-- BEGIN --
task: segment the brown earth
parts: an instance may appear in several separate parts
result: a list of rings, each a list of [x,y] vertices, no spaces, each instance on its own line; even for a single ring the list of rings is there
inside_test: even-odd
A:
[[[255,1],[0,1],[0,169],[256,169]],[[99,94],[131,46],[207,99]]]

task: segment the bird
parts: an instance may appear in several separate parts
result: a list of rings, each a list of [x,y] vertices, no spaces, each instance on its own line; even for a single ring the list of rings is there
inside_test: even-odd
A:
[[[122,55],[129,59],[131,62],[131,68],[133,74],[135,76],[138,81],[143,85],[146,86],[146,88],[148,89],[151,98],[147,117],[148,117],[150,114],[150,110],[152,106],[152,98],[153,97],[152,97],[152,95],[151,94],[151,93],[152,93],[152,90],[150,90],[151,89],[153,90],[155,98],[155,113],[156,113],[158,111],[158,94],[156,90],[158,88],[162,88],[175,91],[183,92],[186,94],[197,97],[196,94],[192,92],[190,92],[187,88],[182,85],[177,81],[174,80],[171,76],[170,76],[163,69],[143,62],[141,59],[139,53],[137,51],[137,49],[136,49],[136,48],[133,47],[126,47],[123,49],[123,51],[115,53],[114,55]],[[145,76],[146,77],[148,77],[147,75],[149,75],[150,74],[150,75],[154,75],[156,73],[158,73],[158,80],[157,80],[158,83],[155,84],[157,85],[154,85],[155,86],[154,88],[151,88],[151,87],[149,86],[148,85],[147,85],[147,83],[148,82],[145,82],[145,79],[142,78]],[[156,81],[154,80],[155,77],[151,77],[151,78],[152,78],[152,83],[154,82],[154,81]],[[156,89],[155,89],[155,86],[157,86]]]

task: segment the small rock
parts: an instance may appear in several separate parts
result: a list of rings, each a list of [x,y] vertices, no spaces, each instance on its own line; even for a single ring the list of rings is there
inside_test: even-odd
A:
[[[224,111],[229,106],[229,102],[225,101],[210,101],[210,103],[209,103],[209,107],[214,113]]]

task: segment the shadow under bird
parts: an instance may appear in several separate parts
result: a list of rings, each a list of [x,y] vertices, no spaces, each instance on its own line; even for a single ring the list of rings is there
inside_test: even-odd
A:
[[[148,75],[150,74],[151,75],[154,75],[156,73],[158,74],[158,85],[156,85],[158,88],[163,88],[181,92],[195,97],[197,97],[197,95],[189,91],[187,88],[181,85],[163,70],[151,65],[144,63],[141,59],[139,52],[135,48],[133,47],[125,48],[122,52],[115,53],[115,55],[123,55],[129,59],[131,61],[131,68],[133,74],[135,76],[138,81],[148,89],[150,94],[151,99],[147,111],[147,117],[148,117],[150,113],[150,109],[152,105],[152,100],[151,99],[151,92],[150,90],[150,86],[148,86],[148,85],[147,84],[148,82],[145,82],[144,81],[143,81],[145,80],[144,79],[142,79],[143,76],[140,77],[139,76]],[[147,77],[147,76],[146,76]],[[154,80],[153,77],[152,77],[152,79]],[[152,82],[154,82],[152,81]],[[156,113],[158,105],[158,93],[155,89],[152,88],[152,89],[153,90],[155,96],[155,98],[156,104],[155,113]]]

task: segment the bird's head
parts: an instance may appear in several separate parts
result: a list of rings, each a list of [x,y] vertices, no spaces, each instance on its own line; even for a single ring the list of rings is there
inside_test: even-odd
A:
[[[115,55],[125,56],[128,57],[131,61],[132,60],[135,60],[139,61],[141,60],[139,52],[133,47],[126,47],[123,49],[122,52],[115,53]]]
-- END --
-- BEGIN --
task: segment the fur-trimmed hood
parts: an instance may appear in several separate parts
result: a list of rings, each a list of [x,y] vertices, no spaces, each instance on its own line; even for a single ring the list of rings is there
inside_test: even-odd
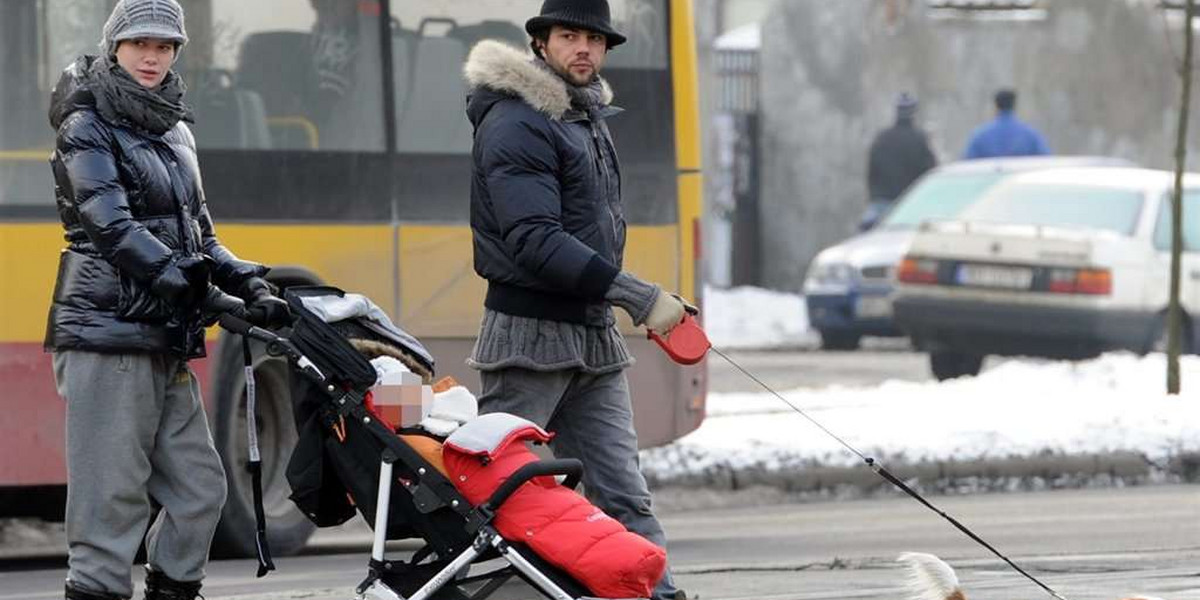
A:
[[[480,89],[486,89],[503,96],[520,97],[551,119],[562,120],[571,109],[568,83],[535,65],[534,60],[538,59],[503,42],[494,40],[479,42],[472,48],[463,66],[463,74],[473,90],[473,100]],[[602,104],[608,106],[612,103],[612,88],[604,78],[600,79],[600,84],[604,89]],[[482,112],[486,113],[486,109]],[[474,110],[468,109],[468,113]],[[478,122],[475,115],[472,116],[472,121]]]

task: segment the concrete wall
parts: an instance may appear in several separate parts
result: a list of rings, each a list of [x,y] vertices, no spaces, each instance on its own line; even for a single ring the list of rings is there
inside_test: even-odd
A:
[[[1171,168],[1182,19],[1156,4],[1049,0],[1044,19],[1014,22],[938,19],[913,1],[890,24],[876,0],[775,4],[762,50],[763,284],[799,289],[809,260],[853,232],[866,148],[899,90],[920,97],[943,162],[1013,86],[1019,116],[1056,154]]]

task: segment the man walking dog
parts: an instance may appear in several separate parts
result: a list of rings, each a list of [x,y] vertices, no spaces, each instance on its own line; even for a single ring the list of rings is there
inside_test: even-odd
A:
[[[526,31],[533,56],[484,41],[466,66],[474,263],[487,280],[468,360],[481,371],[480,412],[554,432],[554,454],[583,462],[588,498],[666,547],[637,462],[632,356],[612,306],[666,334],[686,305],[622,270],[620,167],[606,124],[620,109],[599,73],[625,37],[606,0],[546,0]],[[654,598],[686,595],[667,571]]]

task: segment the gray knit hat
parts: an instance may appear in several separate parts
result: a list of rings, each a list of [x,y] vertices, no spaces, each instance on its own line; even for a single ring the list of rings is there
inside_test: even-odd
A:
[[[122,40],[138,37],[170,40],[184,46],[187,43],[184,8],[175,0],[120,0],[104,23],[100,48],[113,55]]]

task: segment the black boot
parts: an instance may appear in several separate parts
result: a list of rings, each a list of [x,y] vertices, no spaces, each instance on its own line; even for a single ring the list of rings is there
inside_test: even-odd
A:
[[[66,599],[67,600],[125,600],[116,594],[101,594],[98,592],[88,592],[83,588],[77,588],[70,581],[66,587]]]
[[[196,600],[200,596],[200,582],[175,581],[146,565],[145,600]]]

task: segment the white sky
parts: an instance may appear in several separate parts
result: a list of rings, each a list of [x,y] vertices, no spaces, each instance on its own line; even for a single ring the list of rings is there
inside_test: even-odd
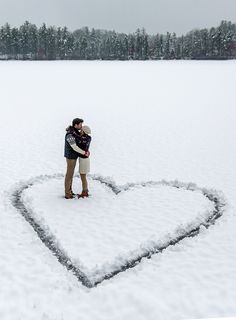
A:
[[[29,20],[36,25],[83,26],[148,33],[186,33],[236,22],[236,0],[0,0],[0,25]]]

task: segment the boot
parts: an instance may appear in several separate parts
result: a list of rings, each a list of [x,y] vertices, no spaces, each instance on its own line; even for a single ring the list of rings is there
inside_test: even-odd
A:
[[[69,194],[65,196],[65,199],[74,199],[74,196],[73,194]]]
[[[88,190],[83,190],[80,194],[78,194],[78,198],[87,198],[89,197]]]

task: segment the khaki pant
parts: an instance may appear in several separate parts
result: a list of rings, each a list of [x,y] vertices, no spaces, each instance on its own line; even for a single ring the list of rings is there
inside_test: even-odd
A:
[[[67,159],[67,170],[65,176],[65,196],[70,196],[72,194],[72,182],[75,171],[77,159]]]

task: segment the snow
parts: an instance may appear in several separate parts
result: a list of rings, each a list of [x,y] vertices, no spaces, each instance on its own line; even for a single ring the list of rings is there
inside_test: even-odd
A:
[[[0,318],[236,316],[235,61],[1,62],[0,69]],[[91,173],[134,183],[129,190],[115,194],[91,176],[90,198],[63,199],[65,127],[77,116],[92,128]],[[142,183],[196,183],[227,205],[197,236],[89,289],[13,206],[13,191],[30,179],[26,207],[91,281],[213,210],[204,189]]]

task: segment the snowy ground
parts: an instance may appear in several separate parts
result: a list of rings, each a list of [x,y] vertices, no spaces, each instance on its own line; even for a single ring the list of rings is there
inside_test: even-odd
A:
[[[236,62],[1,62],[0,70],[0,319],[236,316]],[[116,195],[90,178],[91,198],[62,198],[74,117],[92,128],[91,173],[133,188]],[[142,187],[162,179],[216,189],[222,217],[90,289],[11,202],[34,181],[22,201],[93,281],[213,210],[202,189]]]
-- END --
Copy the lines from the one containing "task: segment the brown earth" through the one containing "[[[255,1],[0,1],[0,169],[256,169]],[[99,94],[131,46],[207,99]]]", swapping "even-odd" for "nonzero" and changing nothing else.

Response for this exercise:
task: segment the brown earth
parts: an instance may appear in several separate parts
result: a list of rings, each a list of [x,y] vertices, no spaces, each instance on its own line; even for a single ring the list of rings is there
inside_test: nonzero
A:
[[[255,1],[0,1],[0,169],[256,169]],[[99,94],[131,46],[207,99]]]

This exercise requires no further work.